### SHORT EXERCISE
Reproduce every one of the records below verbatim, omitting the pictures from your answer.

### EXCERPTED RECORDS
○ ○ ○ ○ ○ ○ ○
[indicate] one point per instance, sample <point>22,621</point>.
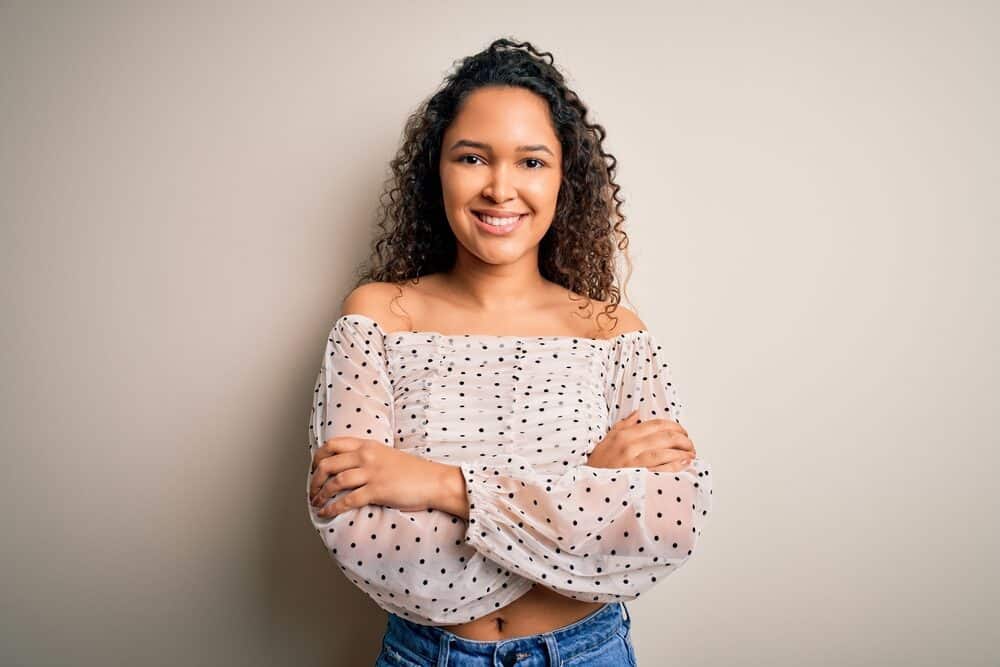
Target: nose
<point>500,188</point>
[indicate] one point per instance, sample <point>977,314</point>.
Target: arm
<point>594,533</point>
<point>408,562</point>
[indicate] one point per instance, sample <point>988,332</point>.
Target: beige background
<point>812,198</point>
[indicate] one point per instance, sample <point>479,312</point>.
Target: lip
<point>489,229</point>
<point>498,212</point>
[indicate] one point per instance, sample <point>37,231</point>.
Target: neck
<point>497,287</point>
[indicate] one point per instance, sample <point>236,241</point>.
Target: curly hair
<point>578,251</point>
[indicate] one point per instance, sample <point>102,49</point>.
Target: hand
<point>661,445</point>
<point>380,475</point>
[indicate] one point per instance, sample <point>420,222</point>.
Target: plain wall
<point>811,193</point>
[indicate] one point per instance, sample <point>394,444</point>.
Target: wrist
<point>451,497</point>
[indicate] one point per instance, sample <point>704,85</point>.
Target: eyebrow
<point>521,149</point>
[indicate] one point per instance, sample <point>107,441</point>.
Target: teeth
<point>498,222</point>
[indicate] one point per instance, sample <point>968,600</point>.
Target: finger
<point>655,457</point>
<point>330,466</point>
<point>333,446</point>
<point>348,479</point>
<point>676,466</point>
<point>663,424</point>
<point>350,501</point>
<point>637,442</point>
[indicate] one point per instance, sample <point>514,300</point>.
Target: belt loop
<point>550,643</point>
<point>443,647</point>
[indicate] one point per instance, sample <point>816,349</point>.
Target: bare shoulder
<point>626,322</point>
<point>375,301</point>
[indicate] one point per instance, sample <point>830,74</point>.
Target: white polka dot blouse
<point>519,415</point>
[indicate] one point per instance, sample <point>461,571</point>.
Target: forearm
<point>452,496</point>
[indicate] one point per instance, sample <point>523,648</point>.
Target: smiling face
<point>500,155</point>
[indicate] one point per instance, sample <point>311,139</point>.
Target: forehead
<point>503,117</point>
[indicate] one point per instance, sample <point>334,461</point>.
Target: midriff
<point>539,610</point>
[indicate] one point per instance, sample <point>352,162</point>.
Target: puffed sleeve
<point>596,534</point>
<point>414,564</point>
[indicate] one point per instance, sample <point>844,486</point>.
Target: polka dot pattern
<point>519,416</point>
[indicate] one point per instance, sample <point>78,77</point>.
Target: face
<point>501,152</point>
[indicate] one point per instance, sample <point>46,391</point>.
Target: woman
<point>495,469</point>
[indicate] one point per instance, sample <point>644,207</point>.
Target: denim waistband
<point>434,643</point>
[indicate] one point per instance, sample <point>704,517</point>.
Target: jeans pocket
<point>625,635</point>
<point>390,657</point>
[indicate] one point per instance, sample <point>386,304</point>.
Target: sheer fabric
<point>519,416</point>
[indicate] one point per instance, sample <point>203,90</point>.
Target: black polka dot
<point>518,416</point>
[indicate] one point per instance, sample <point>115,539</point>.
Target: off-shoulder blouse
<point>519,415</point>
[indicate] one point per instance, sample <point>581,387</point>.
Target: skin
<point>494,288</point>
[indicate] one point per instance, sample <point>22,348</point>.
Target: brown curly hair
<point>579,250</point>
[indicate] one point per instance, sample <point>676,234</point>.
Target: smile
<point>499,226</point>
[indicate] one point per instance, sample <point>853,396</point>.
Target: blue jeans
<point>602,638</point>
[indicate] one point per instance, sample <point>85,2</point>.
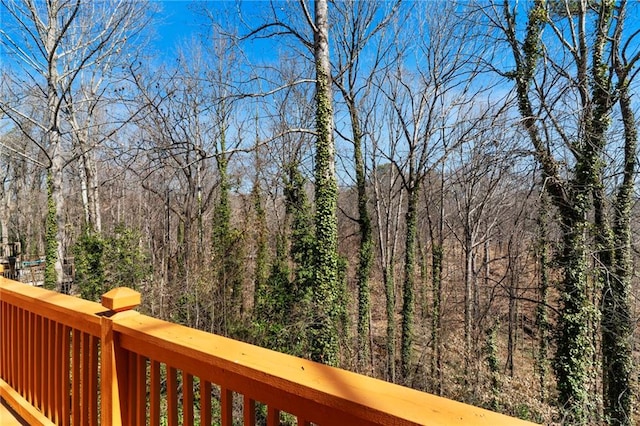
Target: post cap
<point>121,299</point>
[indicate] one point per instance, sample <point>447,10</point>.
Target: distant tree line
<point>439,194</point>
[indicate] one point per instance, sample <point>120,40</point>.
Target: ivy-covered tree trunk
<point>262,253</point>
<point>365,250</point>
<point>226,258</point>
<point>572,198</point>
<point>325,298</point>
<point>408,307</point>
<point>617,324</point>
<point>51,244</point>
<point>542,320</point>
○ ○ ○ ○ ○ ○ ○
### EXERCISE OUTPUT
[indicate] one point per instance, sample <point>22,621</point>.
Target: nose
<point>500,188</point>
[indicate] one point per instance, sample <point>977,314</point>.
Target: arm
<point>594,533</point>
<point>408,562</point>
[indicate] one point per instance, sample <point>988,332</point>.
Target: beige background
<point>812,198</point>
[indicate] one point per instance, sample <point>479,312</point>.
Target: lip
<point>489,229</point>
<point>498,212</point>
[indicate] one point per instance, sample <point>37,231</point>.
Target: neck
<point>497,287</point>
[indicate] one point per instance, sample <point>236,241</point>.
Target: curly hair
<point>578,251</point>
[indicate] one point per instance, sample <point>102,49</point>.
Target: hand
<point>661,445</point>
<point>380,475</point>
[indicate] one point per instance, sample <point>420,222</point>.
Target: plain wall
<point>811,193</point>
[indicate] one point per instance, sample <point>394,444</point>.
Target: wrist
<point>451,497</point>
[indicate] one point per instance, sample <point>704,85</point>.
Target: eyebrow
<point>521,149</point>
[indicate] one point per instance, sample <point>107,441</point>.
Target: teeth
<point>498,222</point>
[indicate] one point per instance, sample <point>968,600</point>.
Target: finger
<point>655,457</point>
<point>330,466</point>
<point>333,446</point>
<point>348,479</point>
<point>676,466</point>
<point>663,424</point>
<point>350,501</point>
<point>637,442</point>
[indicate] one point per instance, sample <point>514,300</point>.
Target: belt loop
<point>550,643</point>
<point>443,647</point>
[indicate] one point per instance, sample <point>816,349</point>.
Target: bare shoulder
<point>626,322</point>
<point>375,301</point>
[indicate] one point per instance, sample <point>830,74</point>.
Target: white polka dot blouse
<point>519,415</point>
[indicate] one point per instance, sample <point>461,571</point>.
Target: forearm
<point>452,496</point>
[indicate] one point per instance, sample <point>523,648</point>.
Target: smiling face
<point>500,155</point>
[indicate] one point per instance, sample <point>311,139</point>.
Target: forehead
<point>503,117</point>
[indicate] one point per instance, sample <point>334,461</point>.
Target: midriff
<point>539,610</point>
[indicate] one point per instance, sample <point>352,162</point>.
Target: puffed sleeve
<point>596,534</point>
<point>414,564</point>
[indicate] one point per instance, sample <point>844,486</point>.
Target: polka dot pattern
<point>519,416</point>
[indicate] one point per instance, sample <point>78,77</point>.
Target: face
<point>501,152</point>
[indicate] one point per instance, sample <point>46,391</point>.
Target: woman
<point>495,469</point>
[indicate] one point per instance, sample <point>644,207</point>.
Target: denim waistband
<point>434,643</point>
[indicate] one point per instance, sample <point>704,517</point>.
Target: jeans pocket
<point>625,635</point>
<point>390,657</point>
[indicate] one point per instance, sample <point>386,304</point>.
Target: sheer fabric
<point>519,416</point>
[indicate] one point per instance, sample <point>203,90</point>.
Target: black polka dot
<point>518,416</point>
[indicate] one point per instance, sample <point>115,539</point>.
Target: off-shoulder blouse
<point>519,415</point>
[indicate] one point per instance, sample <point>581,387</point>.
Target: skin
<point>494,288</point>
[indicate] one point per instance, sample <point>22,348</point>.
Target: brown curly hair
<point>579,250</point>
[indicate] one point per instance, sample <point>676,234</point>.
Target: smile
<point>499,226</point>
[indicate] one point per instance, sample <point>853,396</point>.
Target: blue jeans
<point>602,638</point>
[indicate] one point per instance, sample <point>85,2</point>.
Target: post cap
<point>121,299</point>
[indicate] one point per instance, sample <point>447,10</point>.
Target: distant tree line
<point>439,194</point>
[indicate] one point per instance, sample <point>120,40</point>.
Target: ivy-covered tree trunk
<point>262,253</point>
<point>365,250</point>
<point>226,258</point>
<point>572,198</point>
<point>325,298</point>
<point>408,307</point>
<point>617,324</point>
<point>51,244</point>
<point>542,320</point>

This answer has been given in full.